Description of the task: In the text on imputed righteousness, condense the paragraph beginning "The answer is plain" into one or two sentences that keep its main facts.

In other words if the Jewish Law is not kept absolutely perfectly from the womb to the tomb then the whole Law is broken and a man's debt to pay what he owes God (perfect obedience) still stands against him.
The sad truth is that most religious Americans believe that God "imparts" righteousness to those who are saved. In other words, God gives humanity enough grace so that men are righteous enough (that is "good" enough") on their own, to go to heaven.
Is that true? If that is true then what is the purpose of the death of Christ? Why is the word "impart" never used in connection with salvation verses in the Bible?
The answer is plain. God does not "impart" grace so that we can be good enough to enter into heaven. No. He "Imputes" righteousness to our account so that our sin debt before God is completely paid, and we are justified before Him.
Who paid our sin debt?
2 Corinthians 5:21 says , "For he (God) hath made him (Christ) to be sin for us, who knew no sin; that we might be made the righteousness of God in him."
When Jesus Christ died on the cross He made a way for every man's sin debt to be paid in full before God. In His death Christ so dealt with all of our sins so that God's justice being satisfied, He was not free to offer salvation to every man. The payment of our sins is an arrangement between Christ, God's Son, and God Himself.

[Data entries]
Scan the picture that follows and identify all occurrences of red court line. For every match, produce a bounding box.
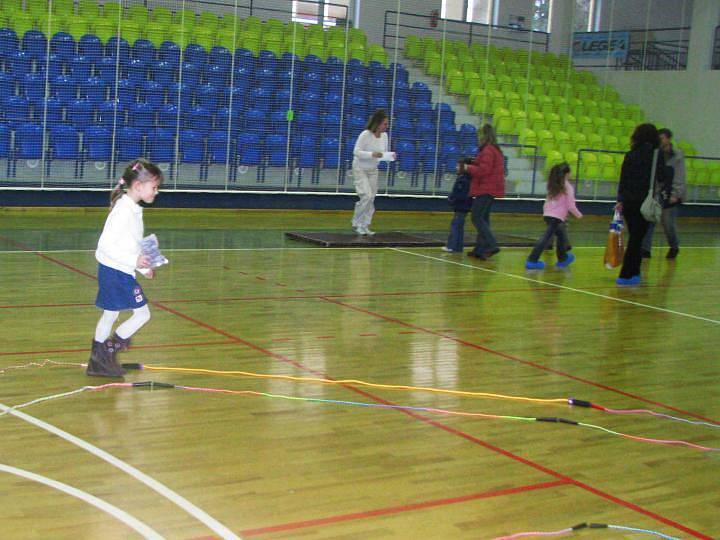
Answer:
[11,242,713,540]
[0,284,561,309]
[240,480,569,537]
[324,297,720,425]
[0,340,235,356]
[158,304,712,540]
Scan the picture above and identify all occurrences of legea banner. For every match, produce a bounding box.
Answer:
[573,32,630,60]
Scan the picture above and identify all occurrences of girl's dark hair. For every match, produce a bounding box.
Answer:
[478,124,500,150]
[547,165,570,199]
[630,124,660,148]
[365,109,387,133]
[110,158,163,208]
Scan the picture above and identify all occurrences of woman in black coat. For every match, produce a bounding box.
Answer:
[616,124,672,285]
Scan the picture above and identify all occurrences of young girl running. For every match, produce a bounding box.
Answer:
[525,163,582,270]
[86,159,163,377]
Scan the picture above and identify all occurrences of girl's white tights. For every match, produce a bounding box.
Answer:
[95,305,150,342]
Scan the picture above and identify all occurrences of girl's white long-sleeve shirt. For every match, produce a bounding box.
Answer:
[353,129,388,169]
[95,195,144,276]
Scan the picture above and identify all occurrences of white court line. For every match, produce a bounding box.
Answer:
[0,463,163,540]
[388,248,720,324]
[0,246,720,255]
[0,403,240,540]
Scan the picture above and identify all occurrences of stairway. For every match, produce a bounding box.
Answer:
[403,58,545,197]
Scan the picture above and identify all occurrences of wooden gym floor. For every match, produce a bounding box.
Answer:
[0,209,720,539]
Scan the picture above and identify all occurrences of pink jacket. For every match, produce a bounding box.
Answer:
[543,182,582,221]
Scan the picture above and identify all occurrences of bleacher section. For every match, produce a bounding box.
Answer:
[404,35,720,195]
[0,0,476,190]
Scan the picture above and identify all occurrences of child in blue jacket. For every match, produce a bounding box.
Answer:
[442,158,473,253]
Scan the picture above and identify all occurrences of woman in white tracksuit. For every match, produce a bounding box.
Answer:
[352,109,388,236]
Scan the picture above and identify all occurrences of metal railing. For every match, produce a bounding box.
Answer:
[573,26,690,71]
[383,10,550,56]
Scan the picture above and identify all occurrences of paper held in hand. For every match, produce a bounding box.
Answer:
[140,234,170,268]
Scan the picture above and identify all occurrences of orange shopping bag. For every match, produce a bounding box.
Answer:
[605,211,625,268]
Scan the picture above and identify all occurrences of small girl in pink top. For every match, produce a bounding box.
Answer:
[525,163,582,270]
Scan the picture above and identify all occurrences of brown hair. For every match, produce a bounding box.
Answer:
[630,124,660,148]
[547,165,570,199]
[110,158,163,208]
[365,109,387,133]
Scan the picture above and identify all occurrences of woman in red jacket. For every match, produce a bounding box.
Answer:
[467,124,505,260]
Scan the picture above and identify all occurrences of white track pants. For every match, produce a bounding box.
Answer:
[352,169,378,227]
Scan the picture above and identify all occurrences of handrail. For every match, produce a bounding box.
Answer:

Solved problem: God does not impart grace to make people good enough to enter heaven. Instead, He imputes righteousness to their account, so their sin debt before Him is completely paid and they are justified before Him.